- **ASSIGNED TASK**:
Check each line below for "hair" and say how many have it, with no other words.

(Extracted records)
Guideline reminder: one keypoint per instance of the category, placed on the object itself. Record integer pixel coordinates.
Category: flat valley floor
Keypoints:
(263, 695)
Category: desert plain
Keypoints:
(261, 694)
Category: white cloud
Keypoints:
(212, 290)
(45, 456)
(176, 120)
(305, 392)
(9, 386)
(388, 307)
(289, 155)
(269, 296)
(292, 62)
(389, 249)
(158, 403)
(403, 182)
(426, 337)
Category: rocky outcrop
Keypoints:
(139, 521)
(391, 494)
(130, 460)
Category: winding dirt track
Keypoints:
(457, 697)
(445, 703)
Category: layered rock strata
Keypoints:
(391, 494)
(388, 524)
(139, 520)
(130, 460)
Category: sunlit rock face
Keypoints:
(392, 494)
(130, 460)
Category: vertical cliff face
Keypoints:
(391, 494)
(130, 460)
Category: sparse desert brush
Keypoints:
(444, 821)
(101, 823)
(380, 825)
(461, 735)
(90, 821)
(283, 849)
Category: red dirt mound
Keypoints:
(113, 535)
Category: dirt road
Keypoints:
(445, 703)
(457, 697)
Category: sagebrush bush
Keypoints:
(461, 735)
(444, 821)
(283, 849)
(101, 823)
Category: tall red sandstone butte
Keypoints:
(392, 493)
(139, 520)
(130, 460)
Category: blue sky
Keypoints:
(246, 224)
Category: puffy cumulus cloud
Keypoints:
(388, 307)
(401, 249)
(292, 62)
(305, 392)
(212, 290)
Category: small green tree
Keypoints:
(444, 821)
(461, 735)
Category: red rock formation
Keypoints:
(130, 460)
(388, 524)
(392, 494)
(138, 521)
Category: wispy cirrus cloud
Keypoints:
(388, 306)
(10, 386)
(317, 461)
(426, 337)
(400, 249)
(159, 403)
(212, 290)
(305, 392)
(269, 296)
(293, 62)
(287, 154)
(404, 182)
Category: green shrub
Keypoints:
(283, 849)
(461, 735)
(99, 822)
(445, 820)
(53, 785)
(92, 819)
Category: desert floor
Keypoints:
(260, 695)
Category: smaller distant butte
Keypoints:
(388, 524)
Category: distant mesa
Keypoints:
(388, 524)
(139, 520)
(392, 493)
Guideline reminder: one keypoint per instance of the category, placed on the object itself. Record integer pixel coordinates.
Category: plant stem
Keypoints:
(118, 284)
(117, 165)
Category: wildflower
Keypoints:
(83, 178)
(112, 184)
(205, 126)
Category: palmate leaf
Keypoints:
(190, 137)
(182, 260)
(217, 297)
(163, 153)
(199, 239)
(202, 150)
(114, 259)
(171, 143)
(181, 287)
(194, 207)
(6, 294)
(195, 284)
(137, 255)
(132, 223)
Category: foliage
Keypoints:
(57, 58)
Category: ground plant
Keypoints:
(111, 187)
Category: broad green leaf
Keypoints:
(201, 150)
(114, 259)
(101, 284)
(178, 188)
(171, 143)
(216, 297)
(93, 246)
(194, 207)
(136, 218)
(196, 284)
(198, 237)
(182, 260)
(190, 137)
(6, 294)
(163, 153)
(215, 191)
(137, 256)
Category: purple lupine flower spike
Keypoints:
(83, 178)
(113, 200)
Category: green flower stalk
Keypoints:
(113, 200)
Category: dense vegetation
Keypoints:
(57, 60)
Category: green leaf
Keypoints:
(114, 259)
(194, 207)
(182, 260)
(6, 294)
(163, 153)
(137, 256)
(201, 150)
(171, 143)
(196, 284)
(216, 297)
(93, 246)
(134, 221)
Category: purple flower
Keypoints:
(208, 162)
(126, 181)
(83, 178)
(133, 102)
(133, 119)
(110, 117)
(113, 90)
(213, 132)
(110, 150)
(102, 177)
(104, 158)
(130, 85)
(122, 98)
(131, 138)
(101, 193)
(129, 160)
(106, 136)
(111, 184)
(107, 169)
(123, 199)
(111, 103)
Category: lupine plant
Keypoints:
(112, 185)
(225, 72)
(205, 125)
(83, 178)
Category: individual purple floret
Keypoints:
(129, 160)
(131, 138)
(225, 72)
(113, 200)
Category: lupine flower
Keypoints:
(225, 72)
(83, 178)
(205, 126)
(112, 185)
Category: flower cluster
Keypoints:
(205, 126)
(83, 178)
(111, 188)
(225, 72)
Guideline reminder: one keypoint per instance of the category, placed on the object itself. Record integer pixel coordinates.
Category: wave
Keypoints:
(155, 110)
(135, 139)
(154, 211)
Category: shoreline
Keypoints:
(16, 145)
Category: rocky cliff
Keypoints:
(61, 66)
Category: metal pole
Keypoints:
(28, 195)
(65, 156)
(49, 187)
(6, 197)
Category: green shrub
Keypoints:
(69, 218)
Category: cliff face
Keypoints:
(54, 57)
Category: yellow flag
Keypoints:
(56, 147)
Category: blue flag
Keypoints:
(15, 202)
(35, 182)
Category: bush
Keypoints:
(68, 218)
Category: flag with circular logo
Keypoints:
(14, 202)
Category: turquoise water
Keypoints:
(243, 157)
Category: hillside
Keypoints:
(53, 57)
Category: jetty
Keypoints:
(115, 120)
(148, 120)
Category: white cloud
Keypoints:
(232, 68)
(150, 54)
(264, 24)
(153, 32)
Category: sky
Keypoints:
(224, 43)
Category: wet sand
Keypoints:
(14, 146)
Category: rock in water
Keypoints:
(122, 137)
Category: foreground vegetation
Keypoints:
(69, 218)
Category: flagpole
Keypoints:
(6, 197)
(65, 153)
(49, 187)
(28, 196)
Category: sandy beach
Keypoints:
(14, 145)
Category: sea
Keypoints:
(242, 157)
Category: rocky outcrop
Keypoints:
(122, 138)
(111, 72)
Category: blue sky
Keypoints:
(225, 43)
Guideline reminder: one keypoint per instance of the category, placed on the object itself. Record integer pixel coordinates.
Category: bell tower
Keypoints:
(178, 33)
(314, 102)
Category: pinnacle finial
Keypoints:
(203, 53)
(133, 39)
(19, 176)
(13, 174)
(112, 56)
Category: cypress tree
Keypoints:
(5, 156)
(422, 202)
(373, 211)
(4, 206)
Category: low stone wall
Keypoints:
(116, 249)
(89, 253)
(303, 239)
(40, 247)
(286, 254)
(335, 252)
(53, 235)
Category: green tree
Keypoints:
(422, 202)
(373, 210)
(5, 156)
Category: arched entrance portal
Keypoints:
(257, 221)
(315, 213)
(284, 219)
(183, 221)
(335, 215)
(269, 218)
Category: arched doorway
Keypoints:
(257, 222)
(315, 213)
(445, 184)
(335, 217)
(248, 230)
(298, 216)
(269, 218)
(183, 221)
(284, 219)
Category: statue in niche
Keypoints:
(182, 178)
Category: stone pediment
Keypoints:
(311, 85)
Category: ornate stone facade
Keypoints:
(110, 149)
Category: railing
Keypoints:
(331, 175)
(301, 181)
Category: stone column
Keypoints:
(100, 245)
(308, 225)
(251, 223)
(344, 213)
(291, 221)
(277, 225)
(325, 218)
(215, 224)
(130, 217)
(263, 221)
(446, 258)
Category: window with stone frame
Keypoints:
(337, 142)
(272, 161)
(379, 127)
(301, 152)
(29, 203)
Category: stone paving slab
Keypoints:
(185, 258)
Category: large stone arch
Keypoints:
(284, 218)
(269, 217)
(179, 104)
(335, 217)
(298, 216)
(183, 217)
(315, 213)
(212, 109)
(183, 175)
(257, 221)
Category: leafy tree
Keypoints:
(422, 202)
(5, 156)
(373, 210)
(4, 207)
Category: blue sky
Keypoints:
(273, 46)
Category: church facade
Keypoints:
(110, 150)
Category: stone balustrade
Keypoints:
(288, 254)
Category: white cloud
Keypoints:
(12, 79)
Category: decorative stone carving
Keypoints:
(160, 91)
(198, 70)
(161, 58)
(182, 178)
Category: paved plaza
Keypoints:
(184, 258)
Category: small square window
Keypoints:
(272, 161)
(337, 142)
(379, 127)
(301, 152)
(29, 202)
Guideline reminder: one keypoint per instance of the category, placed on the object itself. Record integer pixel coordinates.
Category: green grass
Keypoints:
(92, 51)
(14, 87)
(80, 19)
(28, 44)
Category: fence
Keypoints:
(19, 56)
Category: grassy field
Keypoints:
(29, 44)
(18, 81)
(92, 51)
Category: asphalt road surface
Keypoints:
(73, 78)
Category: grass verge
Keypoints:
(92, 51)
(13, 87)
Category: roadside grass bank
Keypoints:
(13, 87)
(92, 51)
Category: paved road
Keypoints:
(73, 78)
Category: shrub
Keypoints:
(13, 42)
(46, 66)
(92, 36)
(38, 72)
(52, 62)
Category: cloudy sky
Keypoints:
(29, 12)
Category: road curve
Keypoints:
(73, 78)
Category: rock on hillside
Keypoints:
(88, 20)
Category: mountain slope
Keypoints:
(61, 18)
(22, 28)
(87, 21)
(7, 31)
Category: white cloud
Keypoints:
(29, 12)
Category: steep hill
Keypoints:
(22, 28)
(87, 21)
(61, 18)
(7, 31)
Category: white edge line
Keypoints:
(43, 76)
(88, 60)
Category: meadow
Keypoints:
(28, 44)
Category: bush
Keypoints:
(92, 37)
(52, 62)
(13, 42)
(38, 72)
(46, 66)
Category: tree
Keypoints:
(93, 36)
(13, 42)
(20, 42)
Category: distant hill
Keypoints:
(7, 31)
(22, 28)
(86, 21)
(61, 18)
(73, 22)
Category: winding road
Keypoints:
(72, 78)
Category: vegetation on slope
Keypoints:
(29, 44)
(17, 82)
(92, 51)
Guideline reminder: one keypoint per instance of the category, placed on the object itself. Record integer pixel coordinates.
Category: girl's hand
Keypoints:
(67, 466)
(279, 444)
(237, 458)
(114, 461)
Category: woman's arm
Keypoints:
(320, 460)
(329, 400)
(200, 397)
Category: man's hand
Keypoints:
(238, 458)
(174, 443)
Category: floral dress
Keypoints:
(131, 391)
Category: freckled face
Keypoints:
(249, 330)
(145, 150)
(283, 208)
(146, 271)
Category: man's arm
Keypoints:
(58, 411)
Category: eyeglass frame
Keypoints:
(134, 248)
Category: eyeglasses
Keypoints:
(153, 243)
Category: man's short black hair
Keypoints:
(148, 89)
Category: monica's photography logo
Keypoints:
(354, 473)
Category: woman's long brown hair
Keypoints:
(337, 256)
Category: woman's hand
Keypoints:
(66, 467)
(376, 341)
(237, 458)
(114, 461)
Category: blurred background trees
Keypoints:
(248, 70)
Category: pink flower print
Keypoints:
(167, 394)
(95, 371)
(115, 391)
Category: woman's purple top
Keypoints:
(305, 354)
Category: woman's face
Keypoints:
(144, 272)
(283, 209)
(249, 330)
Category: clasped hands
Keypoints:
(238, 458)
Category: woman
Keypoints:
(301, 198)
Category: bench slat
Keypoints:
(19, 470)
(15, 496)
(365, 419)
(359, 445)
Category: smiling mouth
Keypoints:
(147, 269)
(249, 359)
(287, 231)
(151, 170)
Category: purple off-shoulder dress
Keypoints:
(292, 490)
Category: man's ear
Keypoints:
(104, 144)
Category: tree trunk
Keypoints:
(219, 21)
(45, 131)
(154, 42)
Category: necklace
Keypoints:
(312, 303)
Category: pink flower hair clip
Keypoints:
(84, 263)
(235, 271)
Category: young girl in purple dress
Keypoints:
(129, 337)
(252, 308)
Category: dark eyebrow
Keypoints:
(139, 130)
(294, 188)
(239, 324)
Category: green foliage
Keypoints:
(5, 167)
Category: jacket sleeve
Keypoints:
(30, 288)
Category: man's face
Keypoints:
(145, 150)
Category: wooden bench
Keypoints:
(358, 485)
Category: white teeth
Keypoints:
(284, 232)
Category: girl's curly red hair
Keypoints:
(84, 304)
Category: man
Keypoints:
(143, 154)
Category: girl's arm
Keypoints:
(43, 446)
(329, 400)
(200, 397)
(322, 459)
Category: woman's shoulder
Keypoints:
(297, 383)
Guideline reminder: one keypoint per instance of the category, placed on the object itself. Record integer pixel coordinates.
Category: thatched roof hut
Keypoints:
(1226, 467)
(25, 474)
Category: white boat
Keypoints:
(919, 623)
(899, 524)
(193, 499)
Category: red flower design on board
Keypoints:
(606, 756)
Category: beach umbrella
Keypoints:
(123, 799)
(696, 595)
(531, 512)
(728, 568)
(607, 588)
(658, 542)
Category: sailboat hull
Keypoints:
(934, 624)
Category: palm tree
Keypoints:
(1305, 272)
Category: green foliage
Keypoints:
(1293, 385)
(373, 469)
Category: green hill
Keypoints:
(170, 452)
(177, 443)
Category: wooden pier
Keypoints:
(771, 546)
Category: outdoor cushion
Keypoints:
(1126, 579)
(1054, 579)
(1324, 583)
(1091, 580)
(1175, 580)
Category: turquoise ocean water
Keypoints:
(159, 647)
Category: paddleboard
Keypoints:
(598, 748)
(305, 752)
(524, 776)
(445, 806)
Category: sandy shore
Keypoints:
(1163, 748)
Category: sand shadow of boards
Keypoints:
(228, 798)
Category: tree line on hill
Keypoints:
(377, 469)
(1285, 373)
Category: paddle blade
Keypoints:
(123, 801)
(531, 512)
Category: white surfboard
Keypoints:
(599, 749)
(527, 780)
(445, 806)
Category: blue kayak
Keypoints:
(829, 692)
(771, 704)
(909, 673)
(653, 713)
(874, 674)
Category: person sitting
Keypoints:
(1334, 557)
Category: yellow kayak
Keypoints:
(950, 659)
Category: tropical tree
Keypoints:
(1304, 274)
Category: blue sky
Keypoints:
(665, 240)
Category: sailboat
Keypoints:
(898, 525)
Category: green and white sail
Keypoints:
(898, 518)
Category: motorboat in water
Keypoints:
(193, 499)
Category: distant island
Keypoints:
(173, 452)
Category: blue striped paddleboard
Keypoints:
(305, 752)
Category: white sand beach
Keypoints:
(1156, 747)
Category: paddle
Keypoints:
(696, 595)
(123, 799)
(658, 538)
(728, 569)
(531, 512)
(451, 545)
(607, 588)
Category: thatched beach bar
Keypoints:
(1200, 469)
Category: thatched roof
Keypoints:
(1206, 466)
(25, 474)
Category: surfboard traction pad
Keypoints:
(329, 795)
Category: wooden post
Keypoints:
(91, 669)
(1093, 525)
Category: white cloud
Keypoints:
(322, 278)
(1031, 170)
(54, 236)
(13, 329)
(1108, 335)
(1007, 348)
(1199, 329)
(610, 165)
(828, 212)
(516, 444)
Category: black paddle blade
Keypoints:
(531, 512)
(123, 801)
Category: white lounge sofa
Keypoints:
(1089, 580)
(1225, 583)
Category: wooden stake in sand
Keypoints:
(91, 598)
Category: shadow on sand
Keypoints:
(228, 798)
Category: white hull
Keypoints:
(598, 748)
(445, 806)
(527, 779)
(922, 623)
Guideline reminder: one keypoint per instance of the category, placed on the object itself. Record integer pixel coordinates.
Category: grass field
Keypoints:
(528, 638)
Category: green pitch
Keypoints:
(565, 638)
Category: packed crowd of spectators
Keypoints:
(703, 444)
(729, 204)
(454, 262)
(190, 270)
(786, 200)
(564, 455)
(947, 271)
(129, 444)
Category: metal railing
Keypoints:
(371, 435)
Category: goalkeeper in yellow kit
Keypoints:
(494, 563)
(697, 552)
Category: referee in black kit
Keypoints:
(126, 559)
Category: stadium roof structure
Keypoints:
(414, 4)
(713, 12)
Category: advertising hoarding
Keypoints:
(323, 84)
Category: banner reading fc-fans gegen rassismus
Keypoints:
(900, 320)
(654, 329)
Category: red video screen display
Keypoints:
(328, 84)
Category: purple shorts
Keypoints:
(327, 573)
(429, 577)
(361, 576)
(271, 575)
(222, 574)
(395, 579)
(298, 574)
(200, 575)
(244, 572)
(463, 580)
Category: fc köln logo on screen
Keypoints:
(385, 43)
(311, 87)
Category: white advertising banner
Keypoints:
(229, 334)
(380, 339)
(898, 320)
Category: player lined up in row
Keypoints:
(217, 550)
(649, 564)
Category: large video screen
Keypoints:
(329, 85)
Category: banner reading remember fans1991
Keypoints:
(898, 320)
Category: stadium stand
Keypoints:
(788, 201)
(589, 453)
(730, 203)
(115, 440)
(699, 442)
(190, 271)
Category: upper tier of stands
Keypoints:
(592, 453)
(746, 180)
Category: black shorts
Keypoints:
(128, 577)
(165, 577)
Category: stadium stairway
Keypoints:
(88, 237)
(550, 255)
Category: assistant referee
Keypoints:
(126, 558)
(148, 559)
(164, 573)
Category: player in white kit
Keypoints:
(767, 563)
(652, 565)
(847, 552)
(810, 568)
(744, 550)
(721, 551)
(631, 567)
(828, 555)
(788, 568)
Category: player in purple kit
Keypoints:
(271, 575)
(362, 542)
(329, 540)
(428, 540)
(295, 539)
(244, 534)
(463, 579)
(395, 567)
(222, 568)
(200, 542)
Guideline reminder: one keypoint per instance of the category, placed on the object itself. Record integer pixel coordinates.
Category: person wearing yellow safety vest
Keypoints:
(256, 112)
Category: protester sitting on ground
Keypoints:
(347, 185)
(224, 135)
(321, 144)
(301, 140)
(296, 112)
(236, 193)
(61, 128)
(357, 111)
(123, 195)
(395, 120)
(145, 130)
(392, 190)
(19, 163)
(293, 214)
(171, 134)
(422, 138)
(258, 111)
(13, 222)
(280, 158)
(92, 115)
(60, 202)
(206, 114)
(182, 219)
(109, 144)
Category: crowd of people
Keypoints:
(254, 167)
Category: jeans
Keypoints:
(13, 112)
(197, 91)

- **RESPONSE FOR THIS EXERCISE**:
4